◆ Consigne:
Répondez aux questions suivantes d'après la critique de film ci-dessous.
1. Quel plat est servi au repas de la famille Gardner ?
2. Qui a écrit et réalisé Color Out of Space ?
3. Dans quel élevage la famille Gardner est-elle spécialisée ?

══ Texte à lire ══

Nous sommes présentés à la famille Gardner, bon séjour en enfer et que la folie vous guide



  • Qu'est-ce qu'on mange ?

  • Un cassoulet !

  • Oh, non, qu'elle horreur !

  • C'est un plat traditionnel français.

  • Oui, c'est un plat de bouseux tu veux dire.

  • Jack, tu veux bien enlever le couvercle des légumes s'il te plaît.

  • Oui.

  • Je trouve que ça sent bon.

  • Normal, t'es défoncé.

  • La ferme. Oh ça va, on sait tous que tu aimerais bouffer que du fast food à tous les repas.

  • J'adore les viandes transformées.

  • Dans ce plat, il n'y a aucune viande transformée, m'a chérie. C'est un mélange de canard et de porc assaisonner d'épices régionales. Et il se trouve, que c'est le plat préféré de ta mère.




Bienvenue en enfer !



Color Out of Space écrit et réalisé par Richard Stanley est une expérience brillante, troublante, intelligente, engageante et unique, d'une adaptation, dans une mouvance à la John Carpenter, d'une nouvelle de H. P. Lovecraft : « La couleur hors de l'espace ». Une œuvre captivante qui canalise méthodiquement l'entité maléfique d'un génie du mal par le biais des mésaventures de la famille Gardner, spécialisée dans l'élevage d'alpagas, qui va vivre le pire des cauchemars après qu'une mystérieuse météorite s'écrase sur leur propriété et se mette à provoquer toutes sortes de situations terribles et difficilement descriptibles. Une histoire diabolique qui du début à la fin traite d'un sujet maladif, insidieux et contaminant qui vient altérer les facultés mentales du spectateur définitivement corrompu par l'horreur malsaine, grossière et dérangeante qui se joue. Un film en constante évolution qui sur un rythme délibérément lent (plus ou moins bien géré) durant la première moitié, va prendre son temps pour développer son récit, ses personnages, mais aussi et surtout son effroyable atmosphère. Survient la seconde moitié : un théâtre des horreurs intensifs difficilement descriptible dans lequel le surnaturel, l'effroi, le gore, le bizarre et l'indiscernable se côtoient pour un cheminement radical, dingue et viscéral. Un véritable coup de poing dans les parties sensibles clairement pas adressé à tout le monde, avec des moments très difficiles à suivre malgré le côté addictif.

═══
══ Matériel fourni ══

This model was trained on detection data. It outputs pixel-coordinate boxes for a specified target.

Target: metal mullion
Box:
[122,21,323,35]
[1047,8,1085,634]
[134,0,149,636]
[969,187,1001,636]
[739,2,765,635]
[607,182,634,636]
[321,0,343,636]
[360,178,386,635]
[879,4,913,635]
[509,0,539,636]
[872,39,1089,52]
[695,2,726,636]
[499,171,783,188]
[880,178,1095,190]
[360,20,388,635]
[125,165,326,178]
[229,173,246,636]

═══

◆ Réponse:
1. Le plat servi est un cassoulet.
2. Color Out of Space a été écrit et réalisé par Richard Stanley.
3. La famille Gardner est spécialisée dans l'élevage d'alpagas.